- PROBLEM:
Transcribe the binary-string addition write-up word for word, starting at "While either of" and ending at "its string representation.".

- EXTRACT:

══════════

Problem

Given two binary strings, return their sum (also a binary string).

The input strings are both non-empty and contains only characters 1 or 0.

Example 1:

Input: a = "11", b = "1"
Output: "100"

Example 2:

Input: a = "1010", b = "1011"
Output: "10101"

Explanation

Similar to 2. Add Two Numbers. First, we need to create a stringbuilder res to hold the result. We need a pointer pointing at the end index of stringA, and another pointer pointing at the end index of stringB because we add these two numbers starting from the least significant digit.
While either of the pointer is not negative, We can create a sum to hold the sum of two digit each time we add, and initialize the this sum equal to carry, where carry initialize to 0 before we start calculating.
After adding two digits to the sum, now the result digit’s value will be sum % 2 and we added it to the stringbuilder, and carry will be sum / 2. Repeat this while loop.
Outside of the while loop, if the carry is not zero, then we append it to the res, and we reverse the res and return its string representation.

Solution

class Solution {
    public String addBinary(String a, String b) {
        int ptrA = a.length() - 1;
        int ptrB = b.length() - 1;
        StringBuilder sb = new StringBuilder();

        int carry = 0, sum = 0;
        while (ptrA >= 0 || ptrB >= 0) {
            sum = carry;
            if (ptrA >= 0) {
                sum += a.charAt(ptrA) - '0';
            }
            if (ptrB >= 0) {
                sum += b.charAt(ptrB) - '0';
            }
            sb.append(sum % 2);
            carry = sum / 2;
            ptrA -= 1;
            ptrB -= 1;
        }

        if (carry > 0) {
            sb.append(carry);
        }

        return sb.reverse().toString();
    }
}

══════════

- RECORDS PROVIDED:

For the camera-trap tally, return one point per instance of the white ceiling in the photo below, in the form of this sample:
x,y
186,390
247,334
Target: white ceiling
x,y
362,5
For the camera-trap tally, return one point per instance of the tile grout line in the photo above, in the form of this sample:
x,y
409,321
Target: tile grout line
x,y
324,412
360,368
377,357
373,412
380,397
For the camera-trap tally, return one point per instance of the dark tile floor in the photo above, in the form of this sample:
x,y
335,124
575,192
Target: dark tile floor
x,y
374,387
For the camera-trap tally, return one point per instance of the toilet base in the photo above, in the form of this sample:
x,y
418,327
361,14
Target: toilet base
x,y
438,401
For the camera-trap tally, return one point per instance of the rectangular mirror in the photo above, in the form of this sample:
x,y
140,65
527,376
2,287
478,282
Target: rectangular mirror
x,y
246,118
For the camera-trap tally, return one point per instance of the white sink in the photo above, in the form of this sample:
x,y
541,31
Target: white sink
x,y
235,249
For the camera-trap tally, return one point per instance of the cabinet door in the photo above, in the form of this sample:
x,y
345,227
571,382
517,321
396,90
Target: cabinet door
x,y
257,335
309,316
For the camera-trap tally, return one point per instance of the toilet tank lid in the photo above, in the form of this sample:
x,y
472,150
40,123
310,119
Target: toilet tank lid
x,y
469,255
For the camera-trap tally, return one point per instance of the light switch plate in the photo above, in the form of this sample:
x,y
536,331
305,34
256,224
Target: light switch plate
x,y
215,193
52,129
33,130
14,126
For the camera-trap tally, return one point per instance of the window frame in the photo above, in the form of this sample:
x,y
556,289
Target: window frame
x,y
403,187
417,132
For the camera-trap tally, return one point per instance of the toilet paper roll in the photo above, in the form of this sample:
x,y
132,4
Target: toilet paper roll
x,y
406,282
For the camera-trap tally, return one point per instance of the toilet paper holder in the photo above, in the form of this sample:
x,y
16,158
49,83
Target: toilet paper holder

══════════

- FINAL ANSWER:
While either of the pointer is not negative, We can create a sum to hold the sum of two digit each time we add, and initialize the this sum equal to carry, where carry initialize to 0 before we start calculating.
After adding two digits to the sum, now the result digit’s value will be sum % 2 and we added it to the stringbuilder, and carry will be sum / 2. Repeat this while loop.
Outside of the while loop, if the carry is not zero, then we append it to the res, and we reverse the res and return its string representation.